[Records provided start]
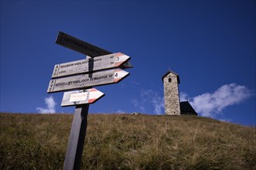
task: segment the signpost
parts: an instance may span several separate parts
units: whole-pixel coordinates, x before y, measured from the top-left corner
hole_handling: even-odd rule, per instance
[[[130,56],[118,53],[56,64],[54,66],[52,78],[117,68],[129,59]]]
[[[61,106],[94,104],[105,94],[95,88],[65,92]]]
[[[68,34],[66,34],[63,32],[59,32],[56,43],[90,57],[113,53],[87,42],[77,39],[73,36],[71,36]],[[125,63],[125,66],[121,66],[121,68],[128,69],[133,67],[130,62]]]
[[[100,56],[112,53],[63,32],[59,32],[56,43],[90,56]]]
[[[116,83],[128,75],[129,73],[117,69],[54,79],[49,81],[47,93]]]
[[[55,65],[47,89],[47,93],[79,90],[65,92],[61,106],[76,106],[63,169],[80,169],[89,104],[104,96],[91,87],[120,82],[129,73],[118,68],[131,68],[132,65],[128,62],[128,56],[112,53],[62,32],[56,43],[87,56],[85,60]]]

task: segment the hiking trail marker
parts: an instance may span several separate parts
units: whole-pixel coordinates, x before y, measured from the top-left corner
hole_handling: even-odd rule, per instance
[[[131,57],[104,49],[59,32],[56,43],[87,55],[87,58],[56,64],[47,93],[65,92],[61,106],[76,106],[67,149],[64,170],[80,169],[87,126],[89,104],[104,94],[93,87],[117,83],[129,75],[121,70],[133,67]]]

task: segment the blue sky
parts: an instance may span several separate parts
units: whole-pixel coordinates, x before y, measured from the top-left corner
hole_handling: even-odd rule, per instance
[[[74,112],[46,94],[55,64],[85,58],[62,31],[131,57],[90,113],[163,114],[170,68],[199,115],[255,125],[255,1],[1,1],[0,111]]]

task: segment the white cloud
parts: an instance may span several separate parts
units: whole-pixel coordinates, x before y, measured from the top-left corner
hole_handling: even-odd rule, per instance
[[[205,93],[194,97],[189,100],[189,103],[202,116],[214,117],[227,107],[240,104],[251,95],[252,92],[246,87],[230,83],[220,87],[212,94]],[[183,93],[182,96],[187,97],[187,94]]]
[[[42,107],[36,107],[36,110],[40,114],[53,114],[56,112],[55,110],[55,105],[56,103],[54,101],[54,99],[52,96],[49,97],[46,97],[44,99],[45,104],[46,105],[46,108],[42,108]]]

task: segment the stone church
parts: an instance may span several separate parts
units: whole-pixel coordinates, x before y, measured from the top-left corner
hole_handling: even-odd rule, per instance
[[[169,70],[162,77],[164,87],[166,114],[170,115],[196,115],[197,113],[189,101],[179,101],[179,76],[172,70]]]

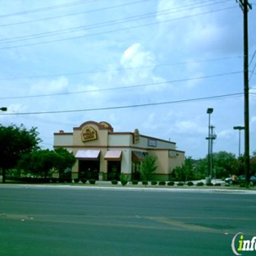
[Records provided end]
Return every line of the entries above as a JSON list of strings, one string per line, skipping blank lines. Leave out the picture lines.

- **Expected answer**:
[
  "task: segment the signpost",
  "parts: an instance may span several separate parts",
  "units: whole-pixel coordinates, x before y, measured from the top-left corner",
  "hole_handling: even-odd rule, per instance",
  "[[[130,56],[118,53],[56,64],[54,66],[52,78],[117,68],[129,59]]]",
  "[[[61,106],[94,104],[105,94],[95,88],[65,92]]]",
  "[[[68,34],[66,34],[63,32],[59,32],[56,43],[90,57],[113,53],[87,42],[77,39],[73,36],[71,36]],[[125,63],[125,66],[121,66],[121,68],[128,69],[133,67],[130,62]]]",
  "[[[100,56],[112,53],[63,32],[59,32],[56,43],[90,56]]]",
  "[[[116,83],[128,75],[129,73],[117,69],[54,79],[49,81],[47,93]]]",
  "[[[55,65],[47,89],[47,93],[79,90],[65,92],[61,106],[76,106],[63,169],[80,169],[89,104],[104,96],[91,87],[120,82],[129,73],[118,68],[131,68],[132,65],[128,62],[128,56],[112,53],[62,32],[56,43],[87,56],[85,60]]]",
  "task: segment the hiking trail marker",
  "parts: an instance may span several separate parts",
  "units: whole-pixel coordinates, x before y, measured from the top-left corner",
  "hole_handling: even-odd rule, per instance",
  "[[[131,57],[104,49],[59,32],[56,43],[87,55],[87,58],[56,64],[47,93],[65,92],[61,106],[76,106],[67,149],[64,170],[80,169],[87,126],[89,104],[104,94],[93,87],[117,83],[129,75],[121,70],[133,67]]]",
  "task: segment the blue sky",
  "parts: an instance may span several separate parts",
  "units: whole-pixel coordinates, x before y, measured from the top-left corner",
  "hole_handling: even-odd rule, per instance",
  "[[[74,112],[46,94],[55,64],[85,58],[62,31],[131,57],[90,113],[163,114],[170,68],[199,115],[255,125],[255,1],[1,1],[0,111]]]",
  "task: segment the white cloud",
  "parts: an instance may span several separate parts",
  "units: whole-pixel coordinates, x before y, measured from the top-left corner",
  "hole_handling: even-odd rule, per instance",
  "[[[205,93],[194,97],[189,100],[189,103],[202,116],[214,117],[227,107],[240,104],[251,95],[252,92],[246,87],[230,83],[220,87],[212,94]],[[183,93],[182,96],[187,97],[187,94]]]",
  "[[[42,107],[36,107],[36,110],[40,114],[53,114],[56,112],[55,110],[55,105],[56,103],[54,101],[54,99],[52,96],[49,97],[46,97],[44,99],[45,104],[46,105],[46,108],[42,108]]]",
  "task: segment the stone church",
  "parts: an instance may span several separate parts",
  "units: whole-pixel coordinates, x before y, measured from the top-left corner",
  "hole_handling: even-odd rule, per instance",
  "[[[169,70],[162,77],[164,87],[166,114],[170,115],[196,115],[197,113],[189,101],[179,101],[179,76],[172,70]]]"
]